------ DATA FOR THIS TASK ------
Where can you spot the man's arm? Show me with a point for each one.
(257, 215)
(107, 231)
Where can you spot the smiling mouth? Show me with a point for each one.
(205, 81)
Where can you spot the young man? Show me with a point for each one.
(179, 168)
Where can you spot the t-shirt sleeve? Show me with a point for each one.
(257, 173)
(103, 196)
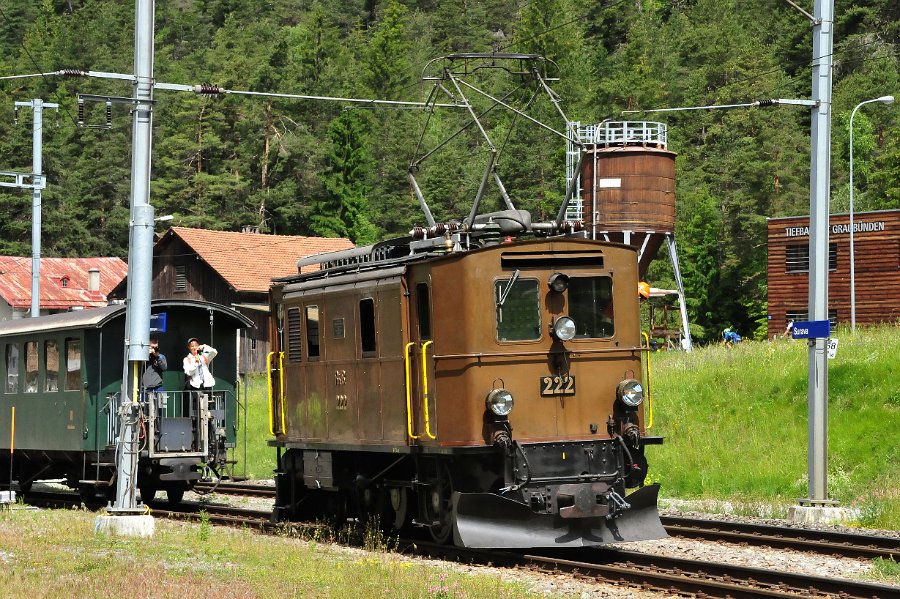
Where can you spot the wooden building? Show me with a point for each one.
(876, 240)
(234, 269)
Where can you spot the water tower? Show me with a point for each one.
(626, 192)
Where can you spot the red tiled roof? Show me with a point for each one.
(249, 261)
(15, 281)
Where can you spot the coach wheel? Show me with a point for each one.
(437, 503)
(148, 492)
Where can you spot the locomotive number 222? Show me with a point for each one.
(557, 385)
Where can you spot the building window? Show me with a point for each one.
(12, 368)
(31, 367)
(180, 278)
(51, 360)
(73, 364)
(312, 332)
(367, 326)
(797, 257)
(294, 336)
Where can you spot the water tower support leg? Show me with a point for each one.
(673, 254)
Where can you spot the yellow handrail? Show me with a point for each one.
(281, 390)
(425, 387)
(649, 401)
(269, 390)
(408, 392)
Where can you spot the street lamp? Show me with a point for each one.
(883, 100)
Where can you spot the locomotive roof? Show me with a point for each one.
(384, 257)
(98, 317)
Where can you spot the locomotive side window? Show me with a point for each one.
(31, 366)
(312, 332)
(367, 326)
(12, 368)
(294, 335)
(423, 309)
(591, 307)
(51, 361)
(518, 309)
(73, 364)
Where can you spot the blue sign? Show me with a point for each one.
(158, 323)
(812, 329)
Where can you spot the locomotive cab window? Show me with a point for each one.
(423, 310)
(518, 309)
(367, 327)
(12, 368)
(73, 364)
(51, 363)
(312, 332)
(591, 307)
(31, 366)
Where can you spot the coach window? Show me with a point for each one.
(591, 307)
(518, 309)
(423, 310)
(367, 327)
(51, 364)
(312, 332)
(12, 368)
(295, 338)
(73, 364)
(31, 366)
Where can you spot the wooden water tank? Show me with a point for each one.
(628, 185)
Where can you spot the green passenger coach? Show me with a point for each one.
(61, 383)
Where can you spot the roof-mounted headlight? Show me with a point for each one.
(558, 282)
(500, 402)
(630, 392)
(564, 328)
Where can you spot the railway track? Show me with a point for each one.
(611, 566)
(823, 542)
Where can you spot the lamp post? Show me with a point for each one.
(883, 100)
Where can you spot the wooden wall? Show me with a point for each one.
(876, 243)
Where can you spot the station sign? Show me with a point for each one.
(158, 323)
(811, 329)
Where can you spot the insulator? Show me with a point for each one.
(208, 89)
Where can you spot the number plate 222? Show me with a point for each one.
(557, 385)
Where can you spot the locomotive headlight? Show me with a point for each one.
(630, 392)
(500, 401)
(564, 328)
(558, 282)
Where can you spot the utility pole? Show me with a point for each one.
(125, 516)
(820, 181)
(37, 184)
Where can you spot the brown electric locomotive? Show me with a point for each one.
(485, 387)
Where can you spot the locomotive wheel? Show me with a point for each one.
(438, 506)
(175, 494)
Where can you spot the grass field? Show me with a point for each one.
(56, 554)
(735, 423)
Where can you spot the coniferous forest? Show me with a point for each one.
(311, 167)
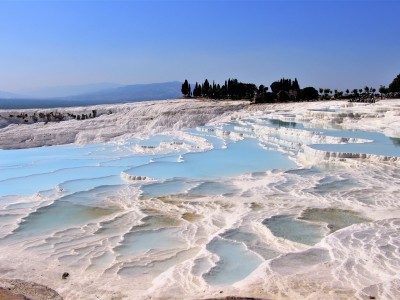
------
## WHAT TO WORK ON
Render the part of the records that opens with the line containing "Where can you spot the insulator?" and runs through the end of the records as a JSON list of strings, one string per line, leaving out blank lines and the pictures.

## EXPECTED OUTPUT
[
  "Where can you spot the insulator? Show me with a point for each one.",
  "(208, 89)",
  "Where can you spot the number plate 222? Show me with a point for each one.",
  "(557, 385)",
  "Where can you spot the locomotive headlight? Show me with a point for each one.",
  "(630, 392)",
  "(500, 401)",
  "(564, 328)",
  "(558, 282)",
  "Where can you spot the utility pole? Show me with a point for each one.",
  "(125, 516)",
  "(820, 181)",
  "(37, 184)",
  "Where can you spot the brown electric locomotive? Show me with a point for each one.",
  "(485, 387)",
  "Where can you spot the locomotive wheel? Show me with a point for each one.",
  "(438, 506)",
  "(175, 494)",
  "Where can you spot the grass field? Show me with a point for each one.",
  "(56, 554)",
  "(735, 423)",
  "Where can you spot the coniferous forest? Show me with a point for each one.",
  "(311, 167)"
]